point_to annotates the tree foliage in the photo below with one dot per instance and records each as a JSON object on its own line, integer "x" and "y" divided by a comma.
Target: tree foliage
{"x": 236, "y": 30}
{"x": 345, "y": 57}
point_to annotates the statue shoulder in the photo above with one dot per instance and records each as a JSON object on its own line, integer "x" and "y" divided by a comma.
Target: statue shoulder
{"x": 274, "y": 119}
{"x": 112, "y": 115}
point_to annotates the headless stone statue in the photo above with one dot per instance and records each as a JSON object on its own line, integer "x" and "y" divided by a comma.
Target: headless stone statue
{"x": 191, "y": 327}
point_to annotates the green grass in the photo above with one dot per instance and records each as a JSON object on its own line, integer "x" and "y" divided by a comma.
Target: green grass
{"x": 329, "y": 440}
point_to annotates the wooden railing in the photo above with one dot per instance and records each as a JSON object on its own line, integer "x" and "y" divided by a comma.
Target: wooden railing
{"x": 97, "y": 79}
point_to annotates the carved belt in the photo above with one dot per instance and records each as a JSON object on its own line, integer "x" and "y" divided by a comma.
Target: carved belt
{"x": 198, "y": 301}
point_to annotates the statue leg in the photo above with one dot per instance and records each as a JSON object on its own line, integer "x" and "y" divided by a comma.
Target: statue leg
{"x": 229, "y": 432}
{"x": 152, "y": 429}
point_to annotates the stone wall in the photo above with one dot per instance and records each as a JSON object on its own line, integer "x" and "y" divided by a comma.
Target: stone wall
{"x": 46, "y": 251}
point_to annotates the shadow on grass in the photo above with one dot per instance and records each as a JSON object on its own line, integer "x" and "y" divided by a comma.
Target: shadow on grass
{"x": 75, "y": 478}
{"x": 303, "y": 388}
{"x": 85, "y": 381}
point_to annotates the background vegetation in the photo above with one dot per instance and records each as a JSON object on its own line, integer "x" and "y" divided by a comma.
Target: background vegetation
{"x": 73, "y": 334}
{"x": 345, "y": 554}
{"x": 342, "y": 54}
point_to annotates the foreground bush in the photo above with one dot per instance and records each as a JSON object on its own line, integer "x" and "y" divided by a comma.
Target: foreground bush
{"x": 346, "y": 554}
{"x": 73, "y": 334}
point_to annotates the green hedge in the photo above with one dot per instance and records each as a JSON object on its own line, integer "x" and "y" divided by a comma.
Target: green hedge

+ + + +

Return, from the data, each line that has the word "hedge" in it.

- **Answer to this task**
point_to annotates the green hedge in the photo above with one dot per instance and records each as a JSON object on its own line, integer "x" and "y" divided by a comma.
Target: green hedge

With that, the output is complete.